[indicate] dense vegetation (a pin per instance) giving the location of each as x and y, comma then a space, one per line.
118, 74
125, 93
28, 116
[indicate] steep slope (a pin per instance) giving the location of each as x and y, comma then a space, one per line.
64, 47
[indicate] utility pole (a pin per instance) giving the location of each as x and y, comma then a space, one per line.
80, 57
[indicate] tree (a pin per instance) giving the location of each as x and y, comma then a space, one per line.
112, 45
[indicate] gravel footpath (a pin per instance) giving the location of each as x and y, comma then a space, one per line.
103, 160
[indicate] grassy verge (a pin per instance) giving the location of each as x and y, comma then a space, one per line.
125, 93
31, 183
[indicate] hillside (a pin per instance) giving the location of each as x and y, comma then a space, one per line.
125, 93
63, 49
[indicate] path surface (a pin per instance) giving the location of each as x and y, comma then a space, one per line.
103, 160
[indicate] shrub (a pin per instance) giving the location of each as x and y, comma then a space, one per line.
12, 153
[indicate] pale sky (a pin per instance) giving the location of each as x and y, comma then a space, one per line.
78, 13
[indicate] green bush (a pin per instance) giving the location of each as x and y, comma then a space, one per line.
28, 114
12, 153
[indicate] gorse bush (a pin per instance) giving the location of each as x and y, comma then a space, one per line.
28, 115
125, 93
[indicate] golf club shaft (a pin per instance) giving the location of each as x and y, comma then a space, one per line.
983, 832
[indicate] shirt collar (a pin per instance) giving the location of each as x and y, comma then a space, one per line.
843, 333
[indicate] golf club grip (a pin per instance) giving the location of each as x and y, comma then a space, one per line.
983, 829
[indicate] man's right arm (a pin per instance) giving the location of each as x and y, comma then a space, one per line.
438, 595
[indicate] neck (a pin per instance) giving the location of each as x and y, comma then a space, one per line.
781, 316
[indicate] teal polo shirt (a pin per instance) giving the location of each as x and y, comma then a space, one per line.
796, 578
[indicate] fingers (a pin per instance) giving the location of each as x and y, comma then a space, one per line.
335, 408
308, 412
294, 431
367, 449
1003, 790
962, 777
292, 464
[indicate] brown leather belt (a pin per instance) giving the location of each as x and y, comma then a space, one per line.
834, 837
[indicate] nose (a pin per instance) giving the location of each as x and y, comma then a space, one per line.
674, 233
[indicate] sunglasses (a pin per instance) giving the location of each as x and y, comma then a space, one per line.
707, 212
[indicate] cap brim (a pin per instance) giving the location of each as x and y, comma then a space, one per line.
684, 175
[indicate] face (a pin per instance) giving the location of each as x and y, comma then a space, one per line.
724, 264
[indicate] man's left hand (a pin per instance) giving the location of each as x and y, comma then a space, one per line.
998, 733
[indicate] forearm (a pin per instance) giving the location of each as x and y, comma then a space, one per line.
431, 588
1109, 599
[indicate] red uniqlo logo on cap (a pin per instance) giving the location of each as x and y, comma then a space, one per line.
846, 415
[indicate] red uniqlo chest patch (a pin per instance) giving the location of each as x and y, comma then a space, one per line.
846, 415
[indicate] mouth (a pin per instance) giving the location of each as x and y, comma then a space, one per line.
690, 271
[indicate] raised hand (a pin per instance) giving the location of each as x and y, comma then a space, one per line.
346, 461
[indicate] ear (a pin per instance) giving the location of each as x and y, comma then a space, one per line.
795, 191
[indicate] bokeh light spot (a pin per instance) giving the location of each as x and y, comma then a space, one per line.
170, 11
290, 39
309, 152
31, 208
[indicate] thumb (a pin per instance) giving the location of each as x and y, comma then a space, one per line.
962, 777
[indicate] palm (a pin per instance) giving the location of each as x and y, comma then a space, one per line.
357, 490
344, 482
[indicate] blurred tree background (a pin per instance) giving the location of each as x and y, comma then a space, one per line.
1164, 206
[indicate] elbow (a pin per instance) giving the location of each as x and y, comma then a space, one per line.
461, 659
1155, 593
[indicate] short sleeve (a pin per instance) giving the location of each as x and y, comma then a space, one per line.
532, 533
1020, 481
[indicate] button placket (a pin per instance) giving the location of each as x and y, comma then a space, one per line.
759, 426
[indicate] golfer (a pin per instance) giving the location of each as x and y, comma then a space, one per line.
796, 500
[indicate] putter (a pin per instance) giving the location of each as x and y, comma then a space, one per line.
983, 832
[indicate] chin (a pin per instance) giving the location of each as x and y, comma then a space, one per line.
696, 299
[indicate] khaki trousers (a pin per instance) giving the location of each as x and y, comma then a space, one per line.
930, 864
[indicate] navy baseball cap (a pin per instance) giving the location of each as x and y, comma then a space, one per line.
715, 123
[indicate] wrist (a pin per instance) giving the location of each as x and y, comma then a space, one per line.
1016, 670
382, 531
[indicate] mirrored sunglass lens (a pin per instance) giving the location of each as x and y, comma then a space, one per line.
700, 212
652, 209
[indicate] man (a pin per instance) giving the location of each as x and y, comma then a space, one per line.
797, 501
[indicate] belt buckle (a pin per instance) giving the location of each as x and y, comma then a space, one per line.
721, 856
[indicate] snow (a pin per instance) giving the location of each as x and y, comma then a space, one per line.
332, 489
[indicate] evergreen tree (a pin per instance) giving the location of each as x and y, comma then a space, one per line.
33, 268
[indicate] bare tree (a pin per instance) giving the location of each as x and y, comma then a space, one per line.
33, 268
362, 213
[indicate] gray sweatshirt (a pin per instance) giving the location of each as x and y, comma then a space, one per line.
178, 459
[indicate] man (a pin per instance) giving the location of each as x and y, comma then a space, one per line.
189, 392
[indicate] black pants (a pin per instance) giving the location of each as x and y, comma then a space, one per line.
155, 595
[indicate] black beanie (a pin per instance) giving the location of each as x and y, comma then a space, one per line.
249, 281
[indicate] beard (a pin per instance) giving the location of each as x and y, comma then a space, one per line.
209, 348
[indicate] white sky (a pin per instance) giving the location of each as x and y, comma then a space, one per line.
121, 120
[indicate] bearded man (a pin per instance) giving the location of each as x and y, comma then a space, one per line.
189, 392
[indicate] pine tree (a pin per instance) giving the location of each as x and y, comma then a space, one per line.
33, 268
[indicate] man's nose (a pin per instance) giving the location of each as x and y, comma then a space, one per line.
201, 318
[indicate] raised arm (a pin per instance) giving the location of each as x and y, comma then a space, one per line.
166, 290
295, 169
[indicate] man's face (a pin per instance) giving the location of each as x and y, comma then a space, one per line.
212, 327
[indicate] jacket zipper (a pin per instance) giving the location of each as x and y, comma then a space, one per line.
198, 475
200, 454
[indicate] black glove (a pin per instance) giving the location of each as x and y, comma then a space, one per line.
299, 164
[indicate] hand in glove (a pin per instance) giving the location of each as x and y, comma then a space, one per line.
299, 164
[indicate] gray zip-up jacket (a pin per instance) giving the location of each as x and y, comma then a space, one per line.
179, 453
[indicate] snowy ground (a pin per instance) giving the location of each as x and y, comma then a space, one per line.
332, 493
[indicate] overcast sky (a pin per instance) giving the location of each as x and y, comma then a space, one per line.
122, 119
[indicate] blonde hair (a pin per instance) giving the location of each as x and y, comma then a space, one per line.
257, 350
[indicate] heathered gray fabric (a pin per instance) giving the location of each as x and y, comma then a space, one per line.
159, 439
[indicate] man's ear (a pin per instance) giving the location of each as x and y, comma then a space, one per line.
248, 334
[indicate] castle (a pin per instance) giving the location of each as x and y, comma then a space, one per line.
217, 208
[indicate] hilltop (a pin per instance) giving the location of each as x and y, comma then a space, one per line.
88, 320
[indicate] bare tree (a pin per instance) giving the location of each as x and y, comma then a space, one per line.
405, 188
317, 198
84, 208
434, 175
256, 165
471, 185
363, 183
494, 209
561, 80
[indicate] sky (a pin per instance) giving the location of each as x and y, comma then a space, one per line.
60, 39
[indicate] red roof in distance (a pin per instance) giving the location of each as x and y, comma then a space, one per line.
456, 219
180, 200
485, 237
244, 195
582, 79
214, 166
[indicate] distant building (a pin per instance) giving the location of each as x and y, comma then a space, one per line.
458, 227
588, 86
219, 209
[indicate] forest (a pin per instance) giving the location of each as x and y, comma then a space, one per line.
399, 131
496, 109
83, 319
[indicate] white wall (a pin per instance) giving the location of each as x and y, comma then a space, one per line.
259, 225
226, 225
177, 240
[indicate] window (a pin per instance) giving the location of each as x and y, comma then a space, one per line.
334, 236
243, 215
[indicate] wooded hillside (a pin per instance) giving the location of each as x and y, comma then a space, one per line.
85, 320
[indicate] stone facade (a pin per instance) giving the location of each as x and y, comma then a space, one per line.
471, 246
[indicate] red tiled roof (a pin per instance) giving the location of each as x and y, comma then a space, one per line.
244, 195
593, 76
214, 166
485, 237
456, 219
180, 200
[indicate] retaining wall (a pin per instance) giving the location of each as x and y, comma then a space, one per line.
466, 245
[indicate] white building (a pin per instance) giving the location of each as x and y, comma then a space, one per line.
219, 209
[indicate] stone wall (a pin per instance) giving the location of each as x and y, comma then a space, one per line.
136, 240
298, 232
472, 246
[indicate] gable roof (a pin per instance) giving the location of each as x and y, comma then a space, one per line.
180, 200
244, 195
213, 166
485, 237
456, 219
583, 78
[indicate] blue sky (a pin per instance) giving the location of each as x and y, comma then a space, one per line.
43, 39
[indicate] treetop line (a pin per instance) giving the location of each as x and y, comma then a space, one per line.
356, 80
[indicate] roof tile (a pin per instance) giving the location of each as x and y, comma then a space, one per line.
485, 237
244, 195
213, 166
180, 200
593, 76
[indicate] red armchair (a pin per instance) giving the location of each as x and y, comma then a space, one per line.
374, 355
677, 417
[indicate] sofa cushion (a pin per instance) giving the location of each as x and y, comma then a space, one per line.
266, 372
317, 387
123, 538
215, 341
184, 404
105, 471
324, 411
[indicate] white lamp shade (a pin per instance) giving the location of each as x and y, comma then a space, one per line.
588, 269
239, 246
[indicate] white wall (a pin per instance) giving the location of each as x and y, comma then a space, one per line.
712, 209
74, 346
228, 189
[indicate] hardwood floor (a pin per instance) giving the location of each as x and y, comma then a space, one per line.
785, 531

▶ [YOUR INSTRUCTIONS]:
Write out again, exactly, the line containing "[indicate] hardwood floor" and every later line of the records. Omit the rest.

▶ [EXERCISE OUTPUT]:
[indicate] hardwood floor (a pin per instance) giving the location of each as x and y, comma then a space, one per line.
785, 531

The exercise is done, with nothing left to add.